Segmentation dataset excerpts »
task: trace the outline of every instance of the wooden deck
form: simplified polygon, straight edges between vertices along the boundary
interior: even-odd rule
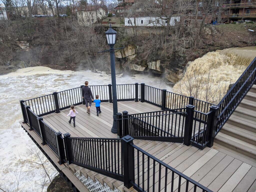
[[[117,135],[111,131],[113,122],[112,103],[101,104],[102,112],[99,117],[96,115],[94,104],[93,104],[91,108],[90,115],[86,113],[85,105],[75,107],[79,113],[76,115],[75,128],[73,122],[71,124],[68,122],[69,117],[66,116],[69,112],[68,109],[58,113],[44,116],[44,121],[56,131],[62,133],[69,133],[72,137],[116,138]],[[130,114],[160,110],[159,108],[145,102],[119,102],[118,105],[119,112],[125,110]],[[25,127],[26,125],[24,124],[23,126],[26,130],[28,127]],[[33,138],[39,138],[34,133]],[[36,139],[38,140],[38,138]],[[215,143],[212,147],[207,147],[201,150],[182,143],[139,140],[134,140],[134,143],[214,191],[255,192],[256,190],[256,159],[219,144]],[[48,151],[47,153],[51,151],[50,150]],[[52,156],[52,154],[51,155]],[[57,158],[54,159],[53,161],[58,164]],[[86,177],[90,176],[93,180],[96,179],[102,184],[106,184],[112,189],[115,187],[121,191],[136,191],[135,189],[124,187],[120,182],[76,165],[71,164],[68,166],[65,164],[64,166],[73,173],[82,173]],[[74,177],[75,178],[73,179],[77,179],[76,182],[78,185],[78,180],[74,176]],[[177,182],[175,180],[175,183]],[[184,182],[182,182],[182,183]],[[185,184],[182,186],[181,191],[185,191]],[[192,187],[190,187],[189,191],[192,190]]]

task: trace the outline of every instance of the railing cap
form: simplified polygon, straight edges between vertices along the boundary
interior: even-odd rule
[[[189,104],[187,105],[186,106],[186,107],[187,107],[188,108],[190,108],[192,109],[193,108],[196,106],[194,105],[190,105],[190,104]]]
[[[122,137],[121,139],[126,142],[130,143],[134,139],[129,135]]]

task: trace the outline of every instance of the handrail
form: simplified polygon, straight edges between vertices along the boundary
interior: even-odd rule
[[[179,171],[177,169],[175,169],[173,167],[171,167],[169,165],[167,164],[166,163],[165,163],[164,162],[162,161],[161,161],[160,160],[157,158],[156,158],[155,157],[153,156],[153,155],[150,154],[149,153],[147,153],[145,151],[144,151],[144,150],[143,150],[143,149],[139,147],[138,147],[136,145],[135,145],[133,144],[133,143],[132,144],[130,143],[129,144],[131,146],[132,146],[134,148],[137,150],[138,151],[140,152],[141,153],[142,153],[143,154],[144,154],[147,156],[148,157],[148,158],[150,158],[152,159],[155,162],[157,162],[158,163],[159,163],[159,164],[165,167],[166,167],[166,168],[167,168],[169,169],[173,173],[175,173],[176,174],[178,175],[179,176],[180,176],[181,177],[182,177],[184,179],[185,179],[185,180],[186,180],[187,181],[188,181],[188,182],[190,182],[190,183],[191,183],[194,185],[196,186],[197,187],[198,187],[199,188],[200,188],[200,189],[202,189],[203,190],[202,191],[207,191],[207,192],[212,192],[212,191],[211,190],[210,190],[208,188],[207,188],[207,187],[206,187],[203,186],[202,185],[200,184],[200,183],[199,183],[197,182],[195,180],[192,179],[191,178],[187,176],[186,175],[184,174],[183,173],[181,173],[181,172]],[[142,163],[144,163],[144,162],[142,162]],[[155,165],[154,165],[155,166]],[[139,165],[138,165],[137,166],[139,166]],[[144,171],[144,170],[143,170],[143,171]],[[154,174],[154,173],[153,173],[153,174]],[[172,181],[173,182],[172,183],[172,188],[173,188],[174,187],[174,185],[173,185],[174,184],[173,183],[174,182],[174,178],[173,178],[173,177],[174,177],[174,174],[173,173],[172,173],[172,177],[173,178],[172,178]],[[164,177],[167,177],[167,176],[166,175],[165,176],[164,176]],[[161,178],[160,178],[159,179],[160,179],[159,180],[161,179]],[[165,179],[164,179],[164,180],[166,180],[167,179],[167,178],[165,178]],[[163,180],[164,180],[164,179],[163,179]],[[181,185],[182,185],[183,184],[183,183],[182,184],[179,181],[180,180],[180,179],[179,179],[179,182],[178,182],[179,184],[178,184],[178,185],[179,185],[179,186],[178,186],[178,187],[180,187]],[[144,182],[144,181],[142,181],[143,182]],[[184,183],[184,182],[183,182],[183,183]],[[155,184],[153,184],[153,185],[154,185]],[[165,185],[165,187],[166,187],[166,186]],[[173,190],[174,191],[176,190],[176,189],[175,189],[175,190]]]

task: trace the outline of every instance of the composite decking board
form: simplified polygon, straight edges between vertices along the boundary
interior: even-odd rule
[[[252,167],[233,191],[233,192],[247,191],[256,180],[256,167]]]
[[[130,104],[131,102],[132,103]],[[143,112],[148,112],[161,110],[160,108],[159,107],[147,103],[141,103],[140,102],[119,102],[118,104],[119,112],[121,112],[125,110],[127,111],[129,114],[136,113],[137,112],[136,111],[138,111]],[[130,107],[127,107],[127,106],[129,105]],[[90,115],[88,115],[86,113],[87,110],[84,105],[80,105],[76,106],[75,107],[76,109],[79,113],[76,114],[77,117],[76,118],[76,127],[74,128],[73,127],[72,122],[71,122],[71,125],[70,125],[68,122],[69,120],[69,117],[66,116],[66,114],[67,114],[69,112],[69,109],[68,109],[62,110],[60,113],[49,114],[43,116],[43,118],[44,118],[44,120],[46,123],[56,130],[60,131],[62,133],[69,132],[71,134],[71,136],[92,137],[100,137],[104,138],[116,138],[116,134],[113,134],[111,132],[113,123],[112,104],[104,102],[102,103],[101,105],[102,112],[99,117],[96,115],[96,109],[94,104],[93,104],[91,108],[91,112]],[[120,109],[122,109],[122,110]],[[134,109],[135,110],[133,111]],[[109,121],[108,120],[109,120]],[[197,125],[197,127],[198,127],[198,125]],[[36,134],[35,133],[34,133],[35,134]],[[37,137],[39,137],[38,136]],[[237,191],[239,191],[239,189],[244,189],[245,191],[248,189],[248,191],[251,190],[255,192],[255,189],[256,189],[256,180],[255,180],[256,178],[255,178],[256,177],[256,174],[255,174],[255,176],[253,175],[256,169],[254,167],[252,167],[243,178],[241,178],[240,177],[238,180],[234,180],[232,177],[232,175],[233,176],[233,177],[235,177],[234,176],[236,175],[234,174],[236,172],[237,172],[236,174],[239,175],[240,172],[237,170],[239,170],[238,169],[243,163],[243,162],[245,162],[251,165],[255,165],[256,164],[256,160],[252,159],[252,158],[247,157],[244,155],[240,155],[239,153],[233,153],[231,151],[231,150],[228,151],[225,147],[217,144],[215,144],[215,143],[213,148],[215,149],[206,147],[202,151],[191,146],[187,146],[184,145],[182,143],[138,139],[134,139],[133,140],[133,143],[135,145],[145,151],[147,153],[156,157],[156,158],[163,161],[171,166],[173,167],[178,170],[183,172],[185,175],[188,174],[188,176],[191,176],[192,179],[198,182],[199,183],[202,185],[206,187],[209,186],[209,187],[212,187],[210,189],[213,190],[214,191],[219,190],[221,187],[225,187],[225,184],[226,186],[228,186],[227,185],[228,184],[229,182],[230,184],[232,184],[232,186],[234,189],[234,191],[235,191],[235,190],[237,190]],[[46,147],[48,147],[47,146]],[[96,145],[96,148],[98,146]],[[119,149],[120,152],[121,149],[120,145]],[[111,149],[110,149],[110,153],[111,155],[112,152]],[[113,148],[113,153],[114,151]],[[116,152],[118,151],[117,147],[116,149]],[[136,150],[135,150],[135,151],[136,151]],[[48,153],[51,153],[53,154],[54,152],[50,150],[48,150]],[[82,151],[82,153],[83,152]],[[78,153],[79,155],[78,157],[79,158],[83,156],[80,155],[80,152],[78,152]],[[217,153],[215,155],[215,153]],[[98,156],[98,154],[96,155],[93,155],[93,156],[94,159],[95,157],[96,157],[98,162],[98,158],[99,157]],[[138,175],[140,176],[141,177],[140,178],[141,186],[142,186],[141,185],[141,179],[142,178],[141,175],[142,171],[142,165],[143,164],[142,162],[142,154],[140,152],[139,153],[138,157],[137,156],[137,153],[135,154],[135,179],[137,179],[138,175],[137,172],[138,158],[140,166],[139,167],[139,173]],[[208,157],[208,158],[204,160],[204,159],[205,157]],[[145,160],[146,158],[146,156],[145,156],[145,159],[144,160]],[[55,158],[56,161],[58,160],[57,157],[56,157]],[[238,159],[238,160],[237,159]],[[239,160],[241,161],[240,162]],[[233,173],[231,172],[229,173],[228,172],[230,172],[230,169],[231,169],[231,167],[233,167],[233,165],[232,162],[234,161],[237,163],[237,162],[240,163],[237,165],[235,164],[235,165],[236,165],[236,166],[237,167],[236,169],[235,169],[235,170],[233,170]],[[105,162],[105,159],[104,161]],[[147,162],[146,161],[144,163],[144,167],[146,169],[147,166]],[[240,163],[241,163],[241,164],[239,165],[239,164]],[[152,187],[153,184],[152,172],[153,164],[153,161],[152,159],[150,160],[150,169],[149,179],[151,182],[150,186]],[[56,163],[55,162],[55,163]],[[121,164],[121,163],[120,163],[120,166]],[[70,166],[71,166],[72,165],[72,164],[70,164]],[[117,165],[117,163],[116,165]],[[247,165],[246,165],[248,166]],[[114,164],[113,164],[113,169],[114,170]],[[158,190],[158,185],[159,184],[158,183],[159,166],[159,165],[157,165],[155,168],[155,186],[156,188],[155,190]],[[117,166],[116,167],[117,169]],[[71,167],[70,167],[71,168]],[[110,165],[110,168],[111,170],[112,168],[111,165]],[[88,174],[93,179],[94,179],[94,178],[97,178],[97,176],[99,175],[99,174],[79,166],[76,166],[73,167],[72,168],[75,171],[77,171],[79,173],[82,173],[82,171],[86,172],[84,173],[84,174]],[[165,168],[164,170],[165,170]],[[165,174],[163,170],[164,169],[162,166],[161,176],[161,177],[162,178],[162,180]],[[145,170],[144,172],[145,176],[144,179],[146,179],[147,178],[147,170]],[[170,174],[168,174],[168,176],[170,176]],[[176,177],[177,176],[176,175],[175,175],[175,177],[176,178],[176,180],[175,180],[174,182],[175,186],[175,185],[177,184],[178,177]],[[105,178],[106,177],[106,176],[102,176],[100,178],[104,177],[104,178]],[[224,177],[225,177],[224,179],[223,178]],[[103,178],[102,178],[102,179]],[[168,177],[168,179],[169,179],[169,178]],[[247,180],[250,180],[249,182]],[[105,180],[106,180],[105,179]],[[229,181],[228,181],[229,180]],[[222,182],[220,182],[220,181]],[[103,182],[103,180],[102,181]],[[170,185],[170,180],[168,180],[168,183],[169,185],[168,186]],[[185,189],[186,187],[186,182],[183,183],[183,182],[182,182],[182,184],[181,191],[182,191],[183,190],[184,190],[183,189]],[[123,187],[121,182],[120,183],[120,182],[115,179],[111,179],[111,180],[109,181],[108,183],[109,184],[112,185],[111,186],[110,186],[111,187],[113,187],[115,185],[116,185],[117,186],[119,185],[117,187],[119,189],[125,188],[126,191],[127,191],[134,190],[132,188],[130,190],[128,190]],[[161,191],[163,188],[163,185],[164,183],[164,181],[161,182],[160,187],[162,189]],[[114,184],[114,183],[116,184]],[[235,187],[234,186],[235,185],[236,185]],[[145,184],[145,186],[146,185],[146,184]],[[193,185],[191,184],[190,184],[189,186],[189,191],[190,190],[190,191],[193,191]],[[174,189],[175,188],[175,187]],[[152,188],[151,187],[150,189],[152,189]],[[197,191],[199,191],[198,189]]]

WRITTEN TASK » Reproduce the lines starting at the first line and ending at the line that contains "[[[122,137],[121,139],[126,142],[130,143],[134,139],[129,135]]]", keeping both of those lines. Leave the pictures out of your copy.

RESULT OF THE EXERCISE »
task: trace the outline of every instance of the wooden deck
form: simplified polygon, straight edges between vertices along the boundary
interior: even-odd rule
[[[117,135],[111,131],[113,122],[112,103],[101,104],[102,112],[99,117],[96,115],[94,104],[93,104],[91,108],[90,115],[86,113],[85,105],[75,107],[79,113],[76,115],[75,128],[73,122],[71,124],[68,122],[69,117],[66,116],[69,112],[68,109],[58,113],[44,116],[44,121],[56,131],[62,133],[69,133],[72,137],[116,138]],[[130,114],[160,110],[159,108],[145,102],[119,102],[118,105],[119,112],[125,110]],[[25,127],[26,125],[24,124],[23,126],[26,130],[28,127]],[[33,138],[39,138],[34,133]],[[36,139],[38,140],[38,138]],[[215,143],[212,147],[207,147],[201,150],[182,143],[139,140],[134,140],[134,143],[214,191],[255,192],[256,190],[256,159],[219,144]],[[48,151],[47,153],[51,151],[50,150]],[[52,156],[52,154],[51,155]],[[57,158],[54,159],[53,161],[58,164]],[[86,177],[90,176],[93,180],[96,179],[102,184],[106,184],[112,189],[115,187],[121,191],[136,191],[135,189],[124,187],[120,182],[76,165],[71,164],[68,166],[65,164],[64,166],[73,173],[82,173]],[[74,177],[75,178],[73,179],[77,179],[76,182],[78,185],[78,180],[74,176]],[[177,182],[175,180],[175,183]],[[184,182],[182,182],[182,183]],[[185,184],[182,186],[181,191],[185,191]],[[192,187],[190,187],[189,191],[192,190]]]

task: trace the outline of every instance of the railing cap
form: simplified polygon, straight edges between vertices along the boundary
interior: even-odd rule
[[[189,104],[187,105],[186,106],[186,107],[187,107],[188,108],[190,108],[192,109],[193,108],[196,106],[194,105],[190,105],[190,104]]]
[[[122,137],[121,139],[126,142],[130,143],[134,139],[129,135]]]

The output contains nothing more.